Referring expression pointing data:
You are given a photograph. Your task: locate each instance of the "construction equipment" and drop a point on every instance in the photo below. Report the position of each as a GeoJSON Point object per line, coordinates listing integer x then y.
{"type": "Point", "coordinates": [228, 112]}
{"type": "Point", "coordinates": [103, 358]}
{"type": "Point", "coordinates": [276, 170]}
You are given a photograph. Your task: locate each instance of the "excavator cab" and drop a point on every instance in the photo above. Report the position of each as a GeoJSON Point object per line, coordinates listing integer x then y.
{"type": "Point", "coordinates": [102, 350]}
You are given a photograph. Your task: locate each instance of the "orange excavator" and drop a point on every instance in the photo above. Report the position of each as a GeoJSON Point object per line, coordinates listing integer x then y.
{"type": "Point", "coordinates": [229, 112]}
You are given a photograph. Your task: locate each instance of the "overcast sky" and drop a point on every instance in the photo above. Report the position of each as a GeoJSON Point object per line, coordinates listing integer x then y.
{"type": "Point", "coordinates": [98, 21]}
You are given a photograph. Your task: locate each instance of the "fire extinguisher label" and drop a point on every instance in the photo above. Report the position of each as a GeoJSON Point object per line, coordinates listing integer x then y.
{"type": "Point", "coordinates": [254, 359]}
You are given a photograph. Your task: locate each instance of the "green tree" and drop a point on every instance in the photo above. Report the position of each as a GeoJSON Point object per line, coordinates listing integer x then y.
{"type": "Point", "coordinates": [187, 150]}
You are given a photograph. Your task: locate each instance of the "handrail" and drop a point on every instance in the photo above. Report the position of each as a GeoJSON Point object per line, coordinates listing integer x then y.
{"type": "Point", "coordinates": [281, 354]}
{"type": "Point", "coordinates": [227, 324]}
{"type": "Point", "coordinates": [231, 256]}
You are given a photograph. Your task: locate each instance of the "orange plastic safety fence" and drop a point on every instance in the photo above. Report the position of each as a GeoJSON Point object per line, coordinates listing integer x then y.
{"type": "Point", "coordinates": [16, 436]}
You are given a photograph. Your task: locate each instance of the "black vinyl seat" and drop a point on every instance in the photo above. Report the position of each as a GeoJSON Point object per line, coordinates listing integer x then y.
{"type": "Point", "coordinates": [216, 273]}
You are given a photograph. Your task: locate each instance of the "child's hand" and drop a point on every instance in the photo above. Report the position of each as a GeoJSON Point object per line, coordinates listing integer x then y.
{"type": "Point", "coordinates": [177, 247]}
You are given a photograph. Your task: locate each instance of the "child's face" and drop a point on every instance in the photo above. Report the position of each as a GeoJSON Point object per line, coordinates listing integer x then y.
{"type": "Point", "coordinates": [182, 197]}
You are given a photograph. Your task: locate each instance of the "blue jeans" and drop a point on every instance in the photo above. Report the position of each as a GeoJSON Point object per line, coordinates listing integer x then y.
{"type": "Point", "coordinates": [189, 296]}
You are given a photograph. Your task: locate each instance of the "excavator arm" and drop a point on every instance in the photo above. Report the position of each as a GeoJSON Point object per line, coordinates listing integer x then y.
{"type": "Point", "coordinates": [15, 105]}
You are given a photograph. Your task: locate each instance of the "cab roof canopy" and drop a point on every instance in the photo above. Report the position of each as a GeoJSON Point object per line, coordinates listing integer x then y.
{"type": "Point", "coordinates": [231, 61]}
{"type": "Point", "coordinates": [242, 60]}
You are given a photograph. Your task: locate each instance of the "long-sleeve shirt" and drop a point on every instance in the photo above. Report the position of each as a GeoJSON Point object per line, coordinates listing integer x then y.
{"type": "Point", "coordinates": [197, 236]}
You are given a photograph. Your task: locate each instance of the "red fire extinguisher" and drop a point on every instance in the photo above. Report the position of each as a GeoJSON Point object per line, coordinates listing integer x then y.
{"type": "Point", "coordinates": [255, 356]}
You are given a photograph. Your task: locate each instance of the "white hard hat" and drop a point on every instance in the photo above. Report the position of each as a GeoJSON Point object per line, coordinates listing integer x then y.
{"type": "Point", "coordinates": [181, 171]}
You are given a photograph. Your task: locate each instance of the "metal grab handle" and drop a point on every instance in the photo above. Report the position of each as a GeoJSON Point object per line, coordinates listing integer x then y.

Aim of the exercise:
The response should be a verbatim transcription of the data.

Exercise output:
You are given a photograph. Your task: locate each instance of the "construction equipment" and drop a point on every instance in the photo below. Report the position of each as a GeoJSON Point object per line, coordinates listing integer x then y.
{"type": "Point", "coordinates": [228, 112]}
{"type": "Point", "coordinates": [103, 358]}
{"type": "Point", "coordinates": [276, 170]}
You are given a photograph. Your task: locate each instance of the "excavator cab" and drop a point on every instance in the photo above. Report the position of each as a GeoJSON Point object per line, coordinates listing integer x then y.
{"type": "Point", "coordinates": [102, 350]}
You are given a photograph. Your task: locate each instance of the "orange excavator" and drop a point on every instance in the photo above. Report the position of each as a GeoJSON Point object per line, coordinates listing integer x then y.
{"type": "Point", "coordinates": [229, 112]}
You are given a photograph. Your task: locate each instance of the "overcast sky" and drop a point on every instance in the photo above. Report the position of each as a GeoJSON Point object per line, coordinates listing integer x then y.
{"type": "Point", "coordinates": [98, 21]}
You are given a photograph. Your task: locate each instance of the "fire extinguisher label" and drop a point on every instance in the photo above. Report the position of each as a GeoJSON Point object per line, coordinates listing integer x then y.
{"type": "Point", "coordinates": [254, 359]}
You are given a photograph. Your task: locate each instance of the "green tree" and drop a point on every instance in the photo above. Report the position of each as a GeoJSON Point object per line, coordinates listing integer x then y.
{"type": "Point", "coordinates": [187, 150]}
You are given a photograph. Your task: locate each instance of the "handrail" and drop a point on every instance in the photo above. Report the position of each as a GeoJSON Point object per line, coordinates listing integer x then y.
{"type": "Point", "coordinates": [281, 354]}
{"type": "Point", "coordinates": [227, 324]}
{"type": "Point", "coordinates": [231, 256]}
You are given a photograph. Your task: locate each instance of the "orange plastic safety fence" and drop a point on every instance in the photo above. Report the position of each as a GeoJSON Point object per line, coordinates listing integer x then y.
{"type": "Point", "coordinates": [16, 436]}
You are given a photograph. Your task: locate each instance of the "black vinyl seat" and drop a point on every instance in the photo above. Report the position of each as a GeoJSON Point object per line, coordinates listing integer x then y.
{"type": "Point", "coordinates": [216, 273]}
You are given a photograph. Your task: locate each instance of the "child's hand" and drop a point on every instance in the photo above. Report the position of each as a GeoJSON Point object per line, coordinates listing integer x then y.
{"type": "Point", "coordinates": [177, 247]}
You are given a photograph. Your task: locate each instance of the "child's face" and drop a point on every instance in the photo above. Report the position of each as a GeoJSON Point object per line, coordinates listing integer x then y.
{"type": "Point", "coordinates": [182, 197]}
You are given a photograph. Your task: locate each instance of the "blue jeans" and drop a point on every instance in the photo above. Report the position of each as a GeoJSON Point object per line, coordinates listing integer x then y.
{"type": "Point", "coordinates": [189, 296]}
You are given a photograph. Your task: locate each instance of the "excavator arm" and drop a point on every instance in the photo above. Report the position of each as a GeoJSON Point object per line, coordinates listing integer x then y.
{"type": "Point", "coordinates": [15, 105]}
You are given a photograph. Your task: locate each instance of the "cab roof canopy" and drop a point on every instance in the photo above. Report the position of each as a GeoJSON Point object per line, coordinates listing integer x then y.
{"type": "Point", "coordinates": [231, 61]}
{"type": "Point", "coordinates": [242, 60]}
You are given a photograph. Your task: locate each instance of the "long-sleeve shirt" and drop a point on every instance in the photo above. Report the position of each as a GeoJSON Point object per line, coordinates listing integer x then y.
{"type": "Point", "coordinates": [197, 236]}
You are given a photograph. Your task: locate each instance of the "red fire extinguisher" and drop a point on every instance in the photo above. Report the position of each as a GeoJSON Point object per line, coordinates listing integer x then y.
{"type": "Point", "coordinates": [255, 356]}
You are given a photograph. Your task: locate each instance of the "white hard hat" and drop a point on every instance in the photo above. Report the position of each as a GeoJSON Point object per line, coordinates listing integer x then y.
{"type": "Point", "coordinates": [181, 171]}
You are given a photograph. Your task: locate each instance of the "metal grab handle" and drop a point on every instance in the photo above. Report the position of each as a GeoJSON Point object per line, coordinates listing integer x then y.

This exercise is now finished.